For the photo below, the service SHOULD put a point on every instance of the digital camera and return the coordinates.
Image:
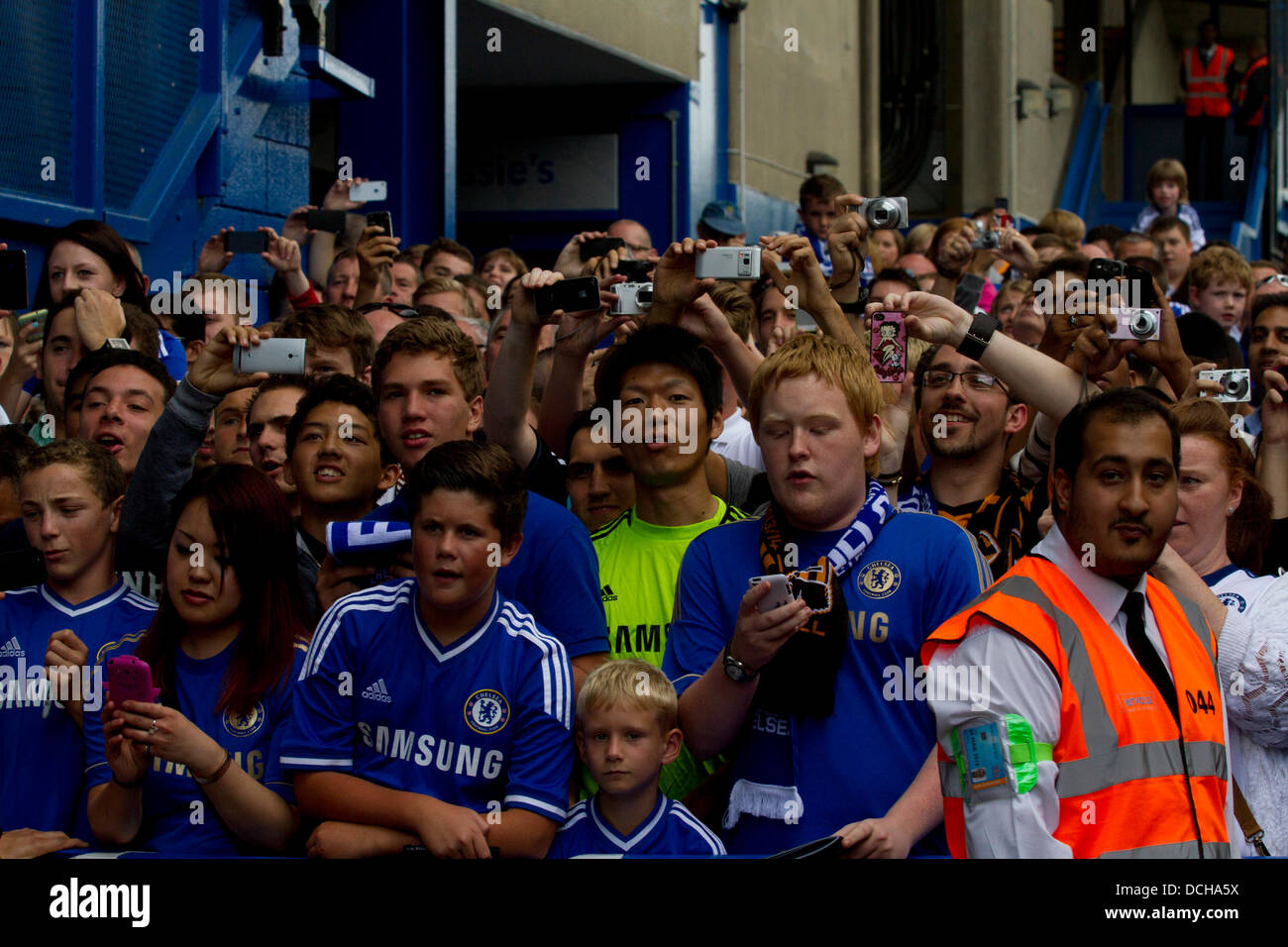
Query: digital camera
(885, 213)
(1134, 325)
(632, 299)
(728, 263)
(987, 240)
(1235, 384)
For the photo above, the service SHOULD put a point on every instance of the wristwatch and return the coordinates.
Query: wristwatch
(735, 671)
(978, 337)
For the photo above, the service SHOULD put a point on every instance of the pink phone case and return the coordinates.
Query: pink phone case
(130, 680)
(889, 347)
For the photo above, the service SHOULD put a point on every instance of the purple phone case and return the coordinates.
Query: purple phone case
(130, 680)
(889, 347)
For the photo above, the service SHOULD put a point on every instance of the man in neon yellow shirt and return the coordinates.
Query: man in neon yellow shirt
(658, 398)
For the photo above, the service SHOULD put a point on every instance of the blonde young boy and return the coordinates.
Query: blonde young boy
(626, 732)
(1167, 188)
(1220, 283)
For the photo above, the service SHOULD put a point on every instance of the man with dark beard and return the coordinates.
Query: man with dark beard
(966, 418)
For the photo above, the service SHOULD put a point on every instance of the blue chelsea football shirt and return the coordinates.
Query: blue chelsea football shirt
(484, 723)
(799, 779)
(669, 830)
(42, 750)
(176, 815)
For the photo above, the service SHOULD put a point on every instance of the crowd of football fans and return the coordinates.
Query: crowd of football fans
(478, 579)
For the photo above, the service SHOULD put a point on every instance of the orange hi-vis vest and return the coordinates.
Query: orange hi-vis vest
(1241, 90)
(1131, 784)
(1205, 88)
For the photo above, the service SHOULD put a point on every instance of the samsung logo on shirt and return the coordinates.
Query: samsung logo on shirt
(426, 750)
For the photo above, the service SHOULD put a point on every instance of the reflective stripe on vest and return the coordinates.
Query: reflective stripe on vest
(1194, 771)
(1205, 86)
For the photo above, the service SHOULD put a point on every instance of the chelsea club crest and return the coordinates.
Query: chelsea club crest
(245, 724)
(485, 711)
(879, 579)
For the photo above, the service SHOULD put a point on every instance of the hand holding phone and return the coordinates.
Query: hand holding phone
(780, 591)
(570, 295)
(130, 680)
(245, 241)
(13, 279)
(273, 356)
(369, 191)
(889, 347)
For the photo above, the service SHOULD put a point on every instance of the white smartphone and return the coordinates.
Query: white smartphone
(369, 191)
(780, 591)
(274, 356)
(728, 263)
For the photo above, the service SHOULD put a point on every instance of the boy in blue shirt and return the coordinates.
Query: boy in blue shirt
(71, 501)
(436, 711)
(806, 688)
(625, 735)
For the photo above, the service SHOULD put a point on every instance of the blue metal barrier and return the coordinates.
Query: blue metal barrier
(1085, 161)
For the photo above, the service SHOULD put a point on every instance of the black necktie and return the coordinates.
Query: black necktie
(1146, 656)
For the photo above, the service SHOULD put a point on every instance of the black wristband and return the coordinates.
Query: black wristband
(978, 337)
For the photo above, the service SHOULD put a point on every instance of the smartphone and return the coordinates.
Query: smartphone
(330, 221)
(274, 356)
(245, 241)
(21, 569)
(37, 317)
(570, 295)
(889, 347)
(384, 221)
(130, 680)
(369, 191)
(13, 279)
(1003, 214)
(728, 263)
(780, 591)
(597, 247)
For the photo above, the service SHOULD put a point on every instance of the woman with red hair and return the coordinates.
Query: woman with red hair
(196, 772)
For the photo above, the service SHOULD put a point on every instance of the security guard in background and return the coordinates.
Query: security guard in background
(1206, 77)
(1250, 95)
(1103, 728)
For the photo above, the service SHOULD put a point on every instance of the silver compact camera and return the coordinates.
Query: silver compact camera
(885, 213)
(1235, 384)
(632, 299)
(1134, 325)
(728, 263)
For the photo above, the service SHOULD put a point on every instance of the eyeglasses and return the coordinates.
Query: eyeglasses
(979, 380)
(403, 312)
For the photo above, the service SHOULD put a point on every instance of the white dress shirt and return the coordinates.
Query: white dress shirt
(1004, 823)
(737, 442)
...
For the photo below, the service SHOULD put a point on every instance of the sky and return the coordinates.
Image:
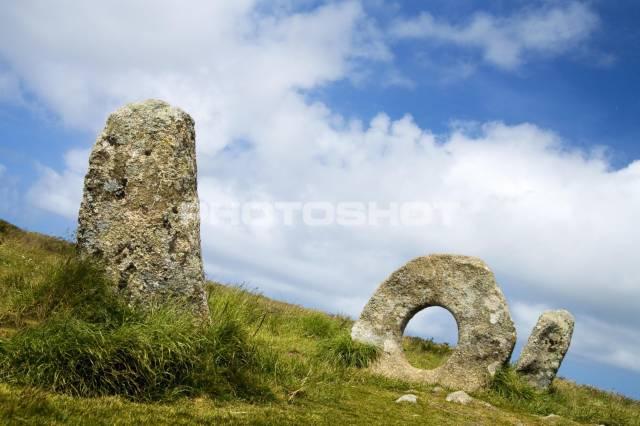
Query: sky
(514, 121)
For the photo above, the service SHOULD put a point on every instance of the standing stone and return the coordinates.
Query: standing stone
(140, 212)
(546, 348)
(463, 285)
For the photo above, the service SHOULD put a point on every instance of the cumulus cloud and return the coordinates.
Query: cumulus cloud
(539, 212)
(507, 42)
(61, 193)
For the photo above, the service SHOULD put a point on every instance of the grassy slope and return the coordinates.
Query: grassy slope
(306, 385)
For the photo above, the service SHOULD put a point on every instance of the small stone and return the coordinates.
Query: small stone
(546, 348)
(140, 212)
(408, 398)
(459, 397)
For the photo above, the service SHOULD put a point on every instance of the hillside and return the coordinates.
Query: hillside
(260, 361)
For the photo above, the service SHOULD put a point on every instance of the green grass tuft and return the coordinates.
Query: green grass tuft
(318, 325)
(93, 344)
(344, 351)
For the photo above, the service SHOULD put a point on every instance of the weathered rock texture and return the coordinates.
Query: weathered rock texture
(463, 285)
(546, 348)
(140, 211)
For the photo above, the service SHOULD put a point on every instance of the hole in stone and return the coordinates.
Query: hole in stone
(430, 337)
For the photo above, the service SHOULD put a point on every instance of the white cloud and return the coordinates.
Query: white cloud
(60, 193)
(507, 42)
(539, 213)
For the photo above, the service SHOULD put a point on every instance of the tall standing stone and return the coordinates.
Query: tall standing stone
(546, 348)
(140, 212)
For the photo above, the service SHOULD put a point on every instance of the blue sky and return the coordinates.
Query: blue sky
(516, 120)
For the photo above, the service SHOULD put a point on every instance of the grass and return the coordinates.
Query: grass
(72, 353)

> [TASK OBJECTIVE]:
How many lines in the entries above contain the word "woman"? Reply with the number alone.

> [TASK OUTPUT]:
2